*** Opening PASSAGE SHOWN ***
According to research from the Italian National Research Council’s Institute of Food Science, a simple blood test could provide a reliable metric to tell whether children are sleeping enough. And because sleep affects susceptibility to many diseases, such a marker could also serve as a measure of general health.

It is commonly recognized that sleep is essential for children’s health and that insufficient sleep duration is associated with such negative health outcomes as diabetes and heart disease. In humans, sleep duration and quality are influenced by environmental, genetic, and social factors.

Fabio Lauria, National Research Council’s Institute of Food Sciences.

Fabio Lauria, Italian National Research Council’s Institute of Food Sciences.

Researchers studied 111 children and adolescents of normal weight (based on body mass index) from eight European countries, including 25 who were ‘short sleepers’ and 86 who were ‘normal sleepers, according to self-reporting. Short sleepers included children sleeping less than 9 hours per day, and adolescents sleeping less than 8 hours per day. Normal sleepers included children sleeping at least 9 hours per day, and adolescents sleeping at least 8 hours per day.

The researchers examined the children’s blood for microRNAs, which are molecules that influence which genes are switched on, and found that certain microRNAs had significantly different levels depending on whether the children were short or normal sleepers. The researchers took into account age, average daily screen time, country of origin, highest educational level of parents, pubertal status, and sex, and determined that none of these factors affected the microRNA levels.

The study results could provide the basis for a test that could serve not only to assess sleep hygiene but to determine susceptibility to a range of health conditions. The blood test could provide a more reliable metric than self-reporting.

“Our findings show for the first time that sleep duration reflects the profile of specific circulating microRNAs in school-aged children and adolescents,” says author Fabio Lauria of the National Research Council’s Institute of Food Sciences. “This could allow clinicians to easily determine if children are sleeping enough by using a simple blood test and use this as an indication of other aspects of their health.”


  1. Iacomino G, Lauria F, Russo P, et al. Circulating miRNAs are associated with sleep duration in children/adolescents: results of the I.Family study. Exp Physiol. 2020;105(2):347–356; doi: 10.1113/ep088015.
*** Closing PASSAGE SHOWN ***
*** Opening MATERIAL SUPPLIED ***
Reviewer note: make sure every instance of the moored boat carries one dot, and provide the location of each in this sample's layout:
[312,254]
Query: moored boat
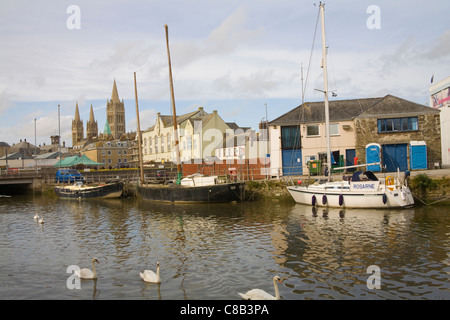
[78,190]
[362,190]
[222,192]
[192,189]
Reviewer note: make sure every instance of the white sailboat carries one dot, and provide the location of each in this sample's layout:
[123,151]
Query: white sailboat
[363,189]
*** Closing MATERIAL SUPPLIED ***
_QUESTIONS TO ANSWER_
(A) Write out the part of the sleep study article that opens with the words containing "According to research" and closes with "Italian National Research Council’s Institute of Food Sciences.".
(B) Answer these questions using the sleep study article.
(i) From how many European countries did the children and adolescents in the study come?
(ii) What molecules did the researchers examine in the children's blood?
(iii) Than what method could the blood test provide a more reliable metric?

_PROBLEM SOLUTIONS_
(A)
According to research from the Italian National Research Council’s Institute of Food Science, a simple blood test could provide a reliable metric to tell whether children are sleeping enough. And because sleep affects susceptibility to many diseases, such a marker could also serve as a measure of general health.

It is commonly recognized that sleep is essential for children’s health and that insufficient sleep duration is associated with such negative health outcomes as diabetes and heart disease. In humans, sleep duration and quality are influenced by environmental, genetic, and social factors.

Fabio Lauria, National Research Council’s Institute of Food Sciences.

Fabio Lauria, Italian National Research Council’s Institute of Food Sciences.

(B)
(i) Eight.
(ii) MicroRNAs.
(iii) Self-reporting.